### Travail demandé
1 – D'après le texte fourni, pourquoi la personne interrogée a-t-elle choisi de s'occuper de la communication pour un salon d'auteurs ? Répondez en une à trois phrases.
2 – Recopiez, s'il vous plaît, le passage du texte fourni qui va de « samedi 19 avril » jusqu'à « partir des bords. ».
3 – Condensez en deux phrases au plus le paragraphe du texte fourni qui commence par « De la littérature, non », sans perdre ses idées principales.

### Texte fourni

◇ ◇ ◇ ◇

Les incohérences de l'autre

Les incohérences de l'autre ne sont pas les siennes mais les miennes. 

dimanche 20 avril 2014

L'autre, c'est moi

Je ne peux pas changer l'autre pour une bonne et simple raison: l'autre, c'est moi.

samedi 19 avril 2014

Par autre chose que le récit

Avec le Sirius, j'ai voulu écrire une histoire qui tenait par autre chose que le récit, par des échos, des reflets, des insistances, des motifs récurrents qui construisent l'unité du texte à partir des bords.

vendredi 18 avril 2014

Par amour des livres

– Vous vous occupez de la communication pour un salon d’auteurs: qu’est-ce qui a motivé ce choix professionnel?

– C’est l’amour des livres, de la lecture et de la chose écrite en général. Mais non, je déconne. C’est par intérêt: je me suis dit qu’en plus de me permettre de nourrir ma petite famille, ça m’aiderait à reconstituer mon réseau et à me faire un peu remarquer après mes sept ans passés en Argentine.

– Est-ce que côtoyer les auteurs, les éditeurs et les libraires a changé votre vision de la littérature?

– De la littérature, non, mais du monde littéraire. Je dois dire qu’il n’y a rien de tel que de voir les gens de près, de les voir fonctionner au jour le jour pour faire disparaître assez rapidement toute trace d’enchantement. Je croyais que les écrivains, que les grands écrivains étaient des personnes particulières, en fait ce sont seulement des gens qui savent écrire.

– Ce qui en fait des personnes particulières...

– Oui, au même titre que vous et moi. Ce qu’on gagne en écrivant, c’est comme vous avec vos interviews: de la reconnaissance. Ce besoin de reconnaissance, j’aimerais beaucoup arriver à m’en passer, mais on dirait qu’il me reste encore un sacré bout de chemin...

– À ce propos, j’ai ouï dire qu’un premier roman allait tout bientôt…

– Attendez, je vous arrête: je préfère qu’on en reparle dans trois semaines quand vous aurez eu l’occasion de le lire. Là on pourra vraiment causer.

◇ ◇ ◇ ◇

### Données fournies
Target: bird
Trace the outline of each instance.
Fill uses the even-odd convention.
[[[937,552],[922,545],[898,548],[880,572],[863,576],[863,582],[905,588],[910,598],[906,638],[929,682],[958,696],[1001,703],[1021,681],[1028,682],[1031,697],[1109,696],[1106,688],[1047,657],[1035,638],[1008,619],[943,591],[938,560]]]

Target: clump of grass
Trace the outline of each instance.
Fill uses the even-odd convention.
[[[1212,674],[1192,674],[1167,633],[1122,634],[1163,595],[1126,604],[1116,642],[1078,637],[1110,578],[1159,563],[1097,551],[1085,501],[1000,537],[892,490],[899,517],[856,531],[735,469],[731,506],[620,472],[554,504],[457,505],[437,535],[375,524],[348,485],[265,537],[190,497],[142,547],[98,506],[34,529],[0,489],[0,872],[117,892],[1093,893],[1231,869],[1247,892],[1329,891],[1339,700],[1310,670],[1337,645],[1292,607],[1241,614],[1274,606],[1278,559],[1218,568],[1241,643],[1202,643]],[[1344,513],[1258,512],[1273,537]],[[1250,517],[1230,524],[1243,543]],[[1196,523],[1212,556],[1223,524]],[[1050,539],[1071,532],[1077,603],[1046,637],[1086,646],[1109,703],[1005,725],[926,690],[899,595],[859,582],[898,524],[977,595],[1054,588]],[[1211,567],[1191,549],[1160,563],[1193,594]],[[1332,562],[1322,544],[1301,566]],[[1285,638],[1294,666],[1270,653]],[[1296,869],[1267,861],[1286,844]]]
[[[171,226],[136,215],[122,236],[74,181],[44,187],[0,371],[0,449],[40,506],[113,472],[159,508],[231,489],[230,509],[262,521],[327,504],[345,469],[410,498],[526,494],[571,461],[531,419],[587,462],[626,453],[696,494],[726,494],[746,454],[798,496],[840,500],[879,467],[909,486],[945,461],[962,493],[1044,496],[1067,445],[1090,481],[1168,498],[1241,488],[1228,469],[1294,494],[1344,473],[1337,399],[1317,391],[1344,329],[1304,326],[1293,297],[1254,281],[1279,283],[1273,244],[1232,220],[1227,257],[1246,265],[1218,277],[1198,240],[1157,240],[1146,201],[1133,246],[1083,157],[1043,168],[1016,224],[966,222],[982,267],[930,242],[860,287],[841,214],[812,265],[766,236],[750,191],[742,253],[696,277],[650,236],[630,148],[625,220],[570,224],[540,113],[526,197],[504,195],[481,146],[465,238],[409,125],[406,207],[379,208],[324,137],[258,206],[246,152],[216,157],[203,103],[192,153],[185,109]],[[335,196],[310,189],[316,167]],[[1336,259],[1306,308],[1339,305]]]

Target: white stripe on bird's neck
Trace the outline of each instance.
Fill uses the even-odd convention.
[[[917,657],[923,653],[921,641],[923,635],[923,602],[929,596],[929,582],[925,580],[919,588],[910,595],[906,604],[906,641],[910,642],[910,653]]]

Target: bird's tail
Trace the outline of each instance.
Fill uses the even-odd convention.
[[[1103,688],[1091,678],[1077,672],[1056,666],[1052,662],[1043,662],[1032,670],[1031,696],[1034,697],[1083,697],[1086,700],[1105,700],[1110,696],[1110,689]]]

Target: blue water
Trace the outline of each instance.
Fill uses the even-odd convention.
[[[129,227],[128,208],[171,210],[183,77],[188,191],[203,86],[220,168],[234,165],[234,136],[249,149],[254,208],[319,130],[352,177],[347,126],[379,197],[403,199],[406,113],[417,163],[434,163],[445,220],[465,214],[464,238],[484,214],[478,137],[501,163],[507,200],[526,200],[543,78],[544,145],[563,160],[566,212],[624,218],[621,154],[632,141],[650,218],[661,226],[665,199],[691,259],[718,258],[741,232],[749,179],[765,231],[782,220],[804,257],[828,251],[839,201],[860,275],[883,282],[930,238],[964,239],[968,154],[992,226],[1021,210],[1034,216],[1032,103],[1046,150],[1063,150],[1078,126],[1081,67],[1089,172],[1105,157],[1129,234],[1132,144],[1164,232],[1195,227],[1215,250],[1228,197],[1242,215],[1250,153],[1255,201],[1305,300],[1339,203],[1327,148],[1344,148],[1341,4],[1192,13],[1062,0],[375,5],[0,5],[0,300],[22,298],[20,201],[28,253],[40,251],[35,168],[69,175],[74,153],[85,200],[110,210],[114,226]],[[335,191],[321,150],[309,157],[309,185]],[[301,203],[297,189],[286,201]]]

◇ ◇ ◇ ◇

### Réponses fournies
1 – La personne interrogée évoque d'abord l'amour des livres, puis avoue plaisanter : elle a fait ce choix par intérêt. Ce travail devait lui permettre de nourrir sa petite famille. Il devait aussi l'aider à reconstituer son réseau et à se faire un peu remarquer après sept ans passés en Argentine.

2 –
samedi 19 avril 2014

Par autre chose que le récit

Avec le Sirius, j'ai voulu écrire une histoire qui tenait par autre chose que le récit, par des échos, des reflets, des insistances, des motifs récurrents qui construisent l'unité du texte à partir des bords.

3 – Côtoyer auteurs, éditeurs et libraires n'a pas changé la vision que la personne interrogée a de la littérature, mais celle qu'elle a du monde littéraire : voir les gens de près au quotidien fait vite disparaître tout enchantement. Elle croyait les grands écrivains particuliers, mais ce sont seulement des gens qui savent écrire.